(Point localization data)
++++

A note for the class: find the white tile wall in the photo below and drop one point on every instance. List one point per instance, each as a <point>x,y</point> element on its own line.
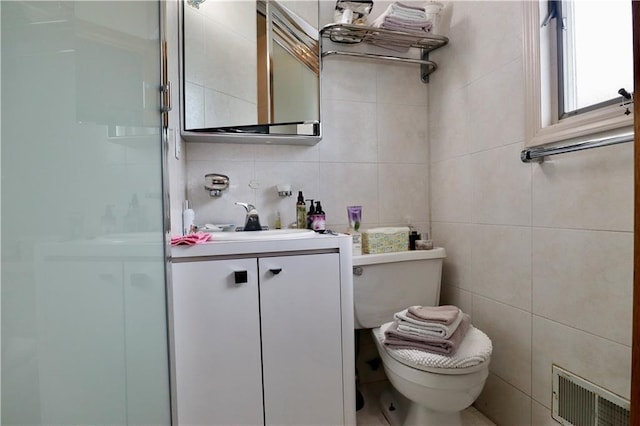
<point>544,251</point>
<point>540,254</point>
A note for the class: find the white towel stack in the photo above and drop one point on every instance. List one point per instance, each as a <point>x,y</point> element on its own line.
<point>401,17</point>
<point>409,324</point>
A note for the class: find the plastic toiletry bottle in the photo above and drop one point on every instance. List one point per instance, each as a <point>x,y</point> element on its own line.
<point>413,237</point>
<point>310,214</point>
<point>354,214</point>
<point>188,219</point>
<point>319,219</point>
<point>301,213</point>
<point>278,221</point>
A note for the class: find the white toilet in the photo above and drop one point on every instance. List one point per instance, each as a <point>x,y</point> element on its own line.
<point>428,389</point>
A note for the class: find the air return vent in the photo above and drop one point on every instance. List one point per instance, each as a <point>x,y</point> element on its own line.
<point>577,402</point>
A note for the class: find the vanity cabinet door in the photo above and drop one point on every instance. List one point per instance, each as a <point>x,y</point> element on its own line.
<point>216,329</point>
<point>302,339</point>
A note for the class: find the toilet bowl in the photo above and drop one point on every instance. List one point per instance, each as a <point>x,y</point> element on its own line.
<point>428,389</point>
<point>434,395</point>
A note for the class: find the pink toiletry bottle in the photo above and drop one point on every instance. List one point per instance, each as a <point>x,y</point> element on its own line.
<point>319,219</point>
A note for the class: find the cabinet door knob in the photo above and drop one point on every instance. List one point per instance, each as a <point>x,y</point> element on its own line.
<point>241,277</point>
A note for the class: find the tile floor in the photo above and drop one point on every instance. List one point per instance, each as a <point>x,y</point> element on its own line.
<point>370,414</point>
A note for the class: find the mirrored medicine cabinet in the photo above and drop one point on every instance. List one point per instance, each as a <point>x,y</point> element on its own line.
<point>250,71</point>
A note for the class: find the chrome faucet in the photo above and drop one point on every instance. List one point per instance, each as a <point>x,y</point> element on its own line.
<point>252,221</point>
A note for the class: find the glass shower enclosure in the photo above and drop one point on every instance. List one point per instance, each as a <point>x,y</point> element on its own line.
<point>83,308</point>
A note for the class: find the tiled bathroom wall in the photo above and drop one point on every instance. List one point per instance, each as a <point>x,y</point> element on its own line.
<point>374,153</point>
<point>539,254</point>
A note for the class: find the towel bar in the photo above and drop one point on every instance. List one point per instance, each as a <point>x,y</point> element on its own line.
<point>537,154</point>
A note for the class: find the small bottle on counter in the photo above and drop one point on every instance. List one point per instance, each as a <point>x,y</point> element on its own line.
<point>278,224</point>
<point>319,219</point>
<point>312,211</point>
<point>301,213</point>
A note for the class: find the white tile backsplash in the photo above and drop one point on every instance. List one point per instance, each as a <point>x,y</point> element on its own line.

++++

The output must be every line of the records, printed exactly, with the pictures omitted.

Your solution:
A note for the class: find the white tile wall in the photo below and drop one point on every instance. List one point per instance, each as a <point>x,y</point> element on its own line.
<point>544,251</point>
<point>540,254</point>
A note for the class: find the white towel stack in the photo above and drop one point on every instance. List one point per instance, each as a <point>x,y</point> element on its own line.
<point>401,17</point>
<point>409,324</point>
A note for the class: find the plastic toiletry bottle in the photo above and drop one point on every instance. List one point per instance, each as a <point>x,y</point> element on its own line.
<point>413,237</point>
<point>310,214</point>
<point>354,214</point>
<point>188,219</point>
<point>319,219</point>
<point>301,213</point>
<point>278,221</point>
A note for the class: find the white toilet in the photo above and drop one point on every instance. List one point per instance, each as a <point>x,y</point> element on its own line.
<point>428,389</point>
A note for the class: find the air return vent in the photo above and drop one point on every instance. List one point per instance, each as a <point>x,y</point> element on its own line.
<point>577,402</point>
A note for the class: find the vanity cabinet door in the photo above and drop one point on every instance. List one point per instance, each as a <point>x,y</point> element on its own line.
<point>216,329</point>
<point>302,339</point>
A note for the class: find the toilet bowl in the photo above and drop one point on every instance. List one point per instance, each as a <point>x,y</point> element on its own line.
<point>428,389</point>
<point>434,395</point>
A note for the class: find the pink toiletry bottle in the photo above and drop one point on every instance. List one point per instance, each as a <point>x,y</point> element on its own line.
<point>319,219</point>
A note for the class: find the cabinet door knob in the photo above and drop one point on every instance. List one point per instance, each as a <point>x,y</point> element on its own line.
<point>241,277</point>
A note for the class: find the tile floor in the photo above and drop one point on every instance. List one point per instance, each as a <point>x,y</point> element on its own line.
<point>370,414</point>
A note for the class: find the mirrored medicine cabinet in the photo above and drop one point on every instance. List one point per instance, each as a <point>x,y</point> element on its own line.
<point>250,71</point>
A note for the class: find the chrome faucet in the photo above and drop one point on every instance. List one point per instance, each as a <point>x,y</point> element on its own line.
<point>252,221</point>
A note for the class: find the glass shower enclosure in the photo above and drop one point on every instance. List one point per instance, each as a <point>x,y</point> element on its own line.
<point>83,308</point>
A note for the class: find the tiled bathroom wall in the photo above and drop one point on every instance. List one point per instance, each as a <point>x,y</point> element on its own line.
<point>374,153</point>
<point>539,254</point>
A note for the class: find the towel bar in the photo above and drop one point on every instance. List one point per instance, each as a <point>x,y</point> element on its own line.
<point>537,154</point>
A note for the class: find the small bottle on counter in the photo above and drop one point on every instance. List one point per instance, each as a <point>x,y</point> element on its own line.
<point>278,224</point>
<point>319,219</point>
<point>312,211</point>
<point>301,213</point>
A note for the class: find the white tile backsplash in the photo above and drop one point on every instance. List one point per instance, each as a <point>x,y</point> element on its own line.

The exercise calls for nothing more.